* [STATED TASK]
Pick out every line in the records below that contains the string "standing", and copy each one.

[Extracted data entries]
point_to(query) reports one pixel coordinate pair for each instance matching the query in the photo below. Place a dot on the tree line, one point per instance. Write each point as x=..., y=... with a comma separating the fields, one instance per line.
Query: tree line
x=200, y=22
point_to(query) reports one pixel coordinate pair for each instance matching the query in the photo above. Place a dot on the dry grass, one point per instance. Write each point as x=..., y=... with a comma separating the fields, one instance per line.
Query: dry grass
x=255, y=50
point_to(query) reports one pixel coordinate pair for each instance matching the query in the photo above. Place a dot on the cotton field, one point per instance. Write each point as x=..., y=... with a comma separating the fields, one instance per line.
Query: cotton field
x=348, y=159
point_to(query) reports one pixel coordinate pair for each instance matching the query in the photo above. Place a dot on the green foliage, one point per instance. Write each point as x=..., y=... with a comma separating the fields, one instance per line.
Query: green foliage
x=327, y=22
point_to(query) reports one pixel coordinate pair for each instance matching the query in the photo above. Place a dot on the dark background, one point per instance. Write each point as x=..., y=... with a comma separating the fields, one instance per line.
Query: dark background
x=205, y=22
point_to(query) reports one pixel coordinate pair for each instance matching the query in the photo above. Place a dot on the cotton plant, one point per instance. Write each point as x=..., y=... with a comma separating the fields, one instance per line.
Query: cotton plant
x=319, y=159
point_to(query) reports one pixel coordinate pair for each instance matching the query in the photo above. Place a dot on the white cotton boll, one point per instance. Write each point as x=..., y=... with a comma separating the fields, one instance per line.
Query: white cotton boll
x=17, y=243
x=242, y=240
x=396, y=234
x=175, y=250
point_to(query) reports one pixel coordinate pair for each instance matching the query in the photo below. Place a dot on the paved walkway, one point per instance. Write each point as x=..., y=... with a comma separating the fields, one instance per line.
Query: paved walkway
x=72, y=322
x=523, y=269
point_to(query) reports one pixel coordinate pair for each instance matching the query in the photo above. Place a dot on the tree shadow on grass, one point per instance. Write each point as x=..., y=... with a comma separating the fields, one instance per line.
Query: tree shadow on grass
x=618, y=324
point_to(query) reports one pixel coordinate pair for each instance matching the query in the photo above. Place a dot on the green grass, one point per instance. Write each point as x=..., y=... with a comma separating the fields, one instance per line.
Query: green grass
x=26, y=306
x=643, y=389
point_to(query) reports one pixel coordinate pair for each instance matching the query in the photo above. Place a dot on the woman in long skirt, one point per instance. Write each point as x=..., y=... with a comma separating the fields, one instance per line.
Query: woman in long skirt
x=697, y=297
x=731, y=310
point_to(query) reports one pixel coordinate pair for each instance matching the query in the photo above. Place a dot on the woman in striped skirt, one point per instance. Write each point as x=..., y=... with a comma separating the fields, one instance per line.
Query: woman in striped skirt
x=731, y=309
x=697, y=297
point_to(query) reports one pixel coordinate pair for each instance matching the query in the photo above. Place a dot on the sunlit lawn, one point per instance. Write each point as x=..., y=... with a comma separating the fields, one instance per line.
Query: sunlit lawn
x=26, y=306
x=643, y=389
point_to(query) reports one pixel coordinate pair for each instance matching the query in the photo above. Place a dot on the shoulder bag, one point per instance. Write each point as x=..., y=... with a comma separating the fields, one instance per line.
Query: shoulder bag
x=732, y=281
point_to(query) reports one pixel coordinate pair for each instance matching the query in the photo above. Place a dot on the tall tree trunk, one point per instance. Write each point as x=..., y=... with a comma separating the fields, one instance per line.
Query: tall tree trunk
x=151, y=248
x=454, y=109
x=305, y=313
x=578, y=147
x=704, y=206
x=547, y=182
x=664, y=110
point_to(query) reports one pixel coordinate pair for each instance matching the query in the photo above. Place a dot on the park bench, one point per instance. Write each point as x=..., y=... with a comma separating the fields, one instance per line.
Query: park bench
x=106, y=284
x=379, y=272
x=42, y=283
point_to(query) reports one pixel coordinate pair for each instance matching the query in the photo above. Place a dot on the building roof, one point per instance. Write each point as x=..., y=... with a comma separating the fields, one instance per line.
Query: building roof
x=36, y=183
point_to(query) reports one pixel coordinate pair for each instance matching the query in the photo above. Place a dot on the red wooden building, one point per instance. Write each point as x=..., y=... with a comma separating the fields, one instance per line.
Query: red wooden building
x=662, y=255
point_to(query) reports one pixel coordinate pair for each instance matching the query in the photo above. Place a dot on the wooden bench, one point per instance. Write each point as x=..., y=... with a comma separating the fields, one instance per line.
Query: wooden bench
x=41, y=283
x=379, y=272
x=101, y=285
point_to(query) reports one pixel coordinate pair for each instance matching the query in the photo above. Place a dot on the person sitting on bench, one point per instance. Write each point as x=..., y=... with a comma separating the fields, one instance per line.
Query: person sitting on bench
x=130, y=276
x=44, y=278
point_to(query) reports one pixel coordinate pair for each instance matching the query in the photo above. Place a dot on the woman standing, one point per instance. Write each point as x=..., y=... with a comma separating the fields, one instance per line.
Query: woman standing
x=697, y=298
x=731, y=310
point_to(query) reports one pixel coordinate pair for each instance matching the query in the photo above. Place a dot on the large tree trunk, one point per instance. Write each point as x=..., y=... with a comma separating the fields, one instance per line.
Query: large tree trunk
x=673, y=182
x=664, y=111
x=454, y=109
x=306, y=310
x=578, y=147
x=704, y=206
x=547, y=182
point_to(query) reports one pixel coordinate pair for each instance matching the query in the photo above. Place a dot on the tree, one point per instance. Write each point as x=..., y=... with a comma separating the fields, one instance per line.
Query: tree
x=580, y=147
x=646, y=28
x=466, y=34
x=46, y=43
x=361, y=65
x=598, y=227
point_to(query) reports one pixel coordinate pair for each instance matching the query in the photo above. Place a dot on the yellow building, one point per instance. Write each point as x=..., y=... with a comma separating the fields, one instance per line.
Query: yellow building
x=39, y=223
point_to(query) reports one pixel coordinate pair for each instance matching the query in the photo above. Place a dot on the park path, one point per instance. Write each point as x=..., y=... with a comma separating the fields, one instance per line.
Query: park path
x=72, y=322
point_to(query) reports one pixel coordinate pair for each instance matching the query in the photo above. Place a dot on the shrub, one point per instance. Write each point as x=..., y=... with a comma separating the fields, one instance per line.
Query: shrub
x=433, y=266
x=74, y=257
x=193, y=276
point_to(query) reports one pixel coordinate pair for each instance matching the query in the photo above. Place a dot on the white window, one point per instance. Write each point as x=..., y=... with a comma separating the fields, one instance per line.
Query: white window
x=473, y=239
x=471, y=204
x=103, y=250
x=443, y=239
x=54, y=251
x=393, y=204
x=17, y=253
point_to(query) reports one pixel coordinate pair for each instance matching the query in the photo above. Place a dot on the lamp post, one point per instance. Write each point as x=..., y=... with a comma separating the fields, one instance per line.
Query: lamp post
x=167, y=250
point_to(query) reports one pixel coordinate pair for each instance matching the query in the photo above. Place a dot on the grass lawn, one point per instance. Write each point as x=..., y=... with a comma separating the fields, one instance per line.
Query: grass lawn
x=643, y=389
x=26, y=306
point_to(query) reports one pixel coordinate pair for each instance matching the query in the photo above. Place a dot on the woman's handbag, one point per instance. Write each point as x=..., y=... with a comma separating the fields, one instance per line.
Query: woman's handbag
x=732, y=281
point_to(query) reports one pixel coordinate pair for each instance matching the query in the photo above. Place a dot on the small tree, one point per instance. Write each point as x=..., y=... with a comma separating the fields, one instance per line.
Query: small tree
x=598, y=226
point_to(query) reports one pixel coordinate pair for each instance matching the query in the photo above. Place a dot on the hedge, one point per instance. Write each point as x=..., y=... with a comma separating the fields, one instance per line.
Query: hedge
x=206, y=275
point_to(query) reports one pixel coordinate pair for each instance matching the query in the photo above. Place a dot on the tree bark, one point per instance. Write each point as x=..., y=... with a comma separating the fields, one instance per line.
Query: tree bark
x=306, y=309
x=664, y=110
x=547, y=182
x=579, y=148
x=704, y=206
...
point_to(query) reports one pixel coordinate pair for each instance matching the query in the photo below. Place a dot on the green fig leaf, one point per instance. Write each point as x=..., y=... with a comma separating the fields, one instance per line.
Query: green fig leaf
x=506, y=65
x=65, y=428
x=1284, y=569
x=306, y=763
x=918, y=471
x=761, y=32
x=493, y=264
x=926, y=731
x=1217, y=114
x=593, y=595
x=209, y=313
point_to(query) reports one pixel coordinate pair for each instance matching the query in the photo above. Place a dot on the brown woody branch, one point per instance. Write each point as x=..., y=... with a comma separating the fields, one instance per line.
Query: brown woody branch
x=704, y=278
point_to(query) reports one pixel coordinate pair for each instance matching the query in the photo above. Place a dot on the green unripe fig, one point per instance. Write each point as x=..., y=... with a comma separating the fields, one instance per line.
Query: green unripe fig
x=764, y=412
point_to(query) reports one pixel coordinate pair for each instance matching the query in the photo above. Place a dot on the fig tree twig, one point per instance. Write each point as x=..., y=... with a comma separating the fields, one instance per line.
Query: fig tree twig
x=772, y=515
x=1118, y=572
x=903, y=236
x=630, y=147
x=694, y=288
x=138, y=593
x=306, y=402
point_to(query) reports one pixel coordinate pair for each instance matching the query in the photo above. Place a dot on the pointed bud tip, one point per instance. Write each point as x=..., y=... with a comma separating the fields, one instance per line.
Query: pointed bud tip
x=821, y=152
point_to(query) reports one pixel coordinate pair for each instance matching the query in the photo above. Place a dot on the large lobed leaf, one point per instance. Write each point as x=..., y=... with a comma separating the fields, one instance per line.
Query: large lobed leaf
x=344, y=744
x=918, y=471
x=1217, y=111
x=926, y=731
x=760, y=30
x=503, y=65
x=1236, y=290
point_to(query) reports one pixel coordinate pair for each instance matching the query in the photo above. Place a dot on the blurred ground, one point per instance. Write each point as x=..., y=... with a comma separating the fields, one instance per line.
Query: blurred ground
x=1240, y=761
--
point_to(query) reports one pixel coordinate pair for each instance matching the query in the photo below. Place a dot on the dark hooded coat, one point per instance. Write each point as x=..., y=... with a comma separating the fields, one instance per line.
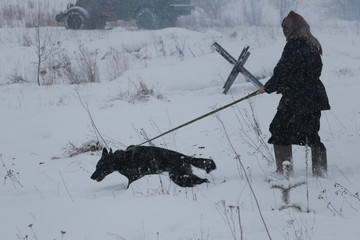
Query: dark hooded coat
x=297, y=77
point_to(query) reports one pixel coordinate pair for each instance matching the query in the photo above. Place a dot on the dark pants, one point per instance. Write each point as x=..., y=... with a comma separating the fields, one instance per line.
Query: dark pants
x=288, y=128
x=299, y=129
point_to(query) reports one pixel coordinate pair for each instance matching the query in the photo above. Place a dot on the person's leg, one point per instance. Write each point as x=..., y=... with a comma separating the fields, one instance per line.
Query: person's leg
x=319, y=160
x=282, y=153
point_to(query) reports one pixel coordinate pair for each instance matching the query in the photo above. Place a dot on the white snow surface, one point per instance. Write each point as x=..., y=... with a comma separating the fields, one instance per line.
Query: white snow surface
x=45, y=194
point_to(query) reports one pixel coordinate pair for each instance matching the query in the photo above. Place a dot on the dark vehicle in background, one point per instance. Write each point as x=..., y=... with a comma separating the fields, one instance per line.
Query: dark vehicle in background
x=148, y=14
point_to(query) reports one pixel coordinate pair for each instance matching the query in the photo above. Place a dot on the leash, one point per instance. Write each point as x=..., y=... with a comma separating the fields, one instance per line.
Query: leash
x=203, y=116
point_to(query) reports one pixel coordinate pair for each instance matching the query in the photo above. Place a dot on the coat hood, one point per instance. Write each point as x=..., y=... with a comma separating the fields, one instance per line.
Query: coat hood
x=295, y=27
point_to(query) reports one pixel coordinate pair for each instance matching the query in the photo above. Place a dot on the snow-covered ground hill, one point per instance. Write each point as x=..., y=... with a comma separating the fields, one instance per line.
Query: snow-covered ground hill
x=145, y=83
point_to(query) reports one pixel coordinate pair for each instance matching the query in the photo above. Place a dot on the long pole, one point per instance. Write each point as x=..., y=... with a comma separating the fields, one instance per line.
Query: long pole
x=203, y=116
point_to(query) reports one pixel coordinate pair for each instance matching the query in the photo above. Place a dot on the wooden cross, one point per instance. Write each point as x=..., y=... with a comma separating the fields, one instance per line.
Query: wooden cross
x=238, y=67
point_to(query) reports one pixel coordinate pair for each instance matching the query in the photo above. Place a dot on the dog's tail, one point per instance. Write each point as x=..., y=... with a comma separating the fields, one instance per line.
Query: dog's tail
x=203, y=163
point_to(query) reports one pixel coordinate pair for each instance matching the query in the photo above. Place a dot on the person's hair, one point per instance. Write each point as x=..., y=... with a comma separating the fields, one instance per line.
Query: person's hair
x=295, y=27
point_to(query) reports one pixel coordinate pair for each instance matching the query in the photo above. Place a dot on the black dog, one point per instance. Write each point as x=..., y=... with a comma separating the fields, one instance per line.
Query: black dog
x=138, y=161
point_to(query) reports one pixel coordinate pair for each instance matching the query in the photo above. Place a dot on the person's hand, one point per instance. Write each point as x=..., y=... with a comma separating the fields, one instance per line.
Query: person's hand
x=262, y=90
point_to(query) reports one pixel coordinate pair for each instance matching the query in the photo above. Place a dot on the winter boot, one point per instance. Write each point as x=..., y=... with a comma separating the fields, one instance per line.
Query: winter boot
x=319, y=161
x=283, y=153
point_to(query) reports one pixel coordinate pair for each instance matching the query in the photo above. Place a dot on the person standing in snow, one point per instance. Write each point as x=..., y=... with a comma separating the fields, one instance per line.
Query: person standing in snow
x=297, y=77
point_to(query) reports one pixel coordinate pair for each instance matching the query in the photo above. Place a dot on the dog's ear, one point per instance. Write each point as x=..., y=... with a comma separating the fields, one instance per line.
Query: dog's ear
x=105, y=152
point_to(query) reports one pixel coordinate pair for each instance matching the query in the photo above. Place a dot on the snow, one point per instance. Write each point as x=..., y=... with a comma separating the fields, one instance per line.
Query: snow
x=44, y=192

* [ANSWER]
point_to(query) reports one pixel coordinate pair for each instance matching the query in the photo above. Place a dot on the woman standing, one point per instance. Write each point as x=..., y=... with a comma separating the fields, one instance per line.
Query: woman standing
point_to(query) reports one pixel coordinate pair for each instance matching the query in the photo above. Place a dot on the person standing in snow, one point per instance. Write each point as x=..., y=... with a comma separating the fields, one instance per line.
Query: person standing in snow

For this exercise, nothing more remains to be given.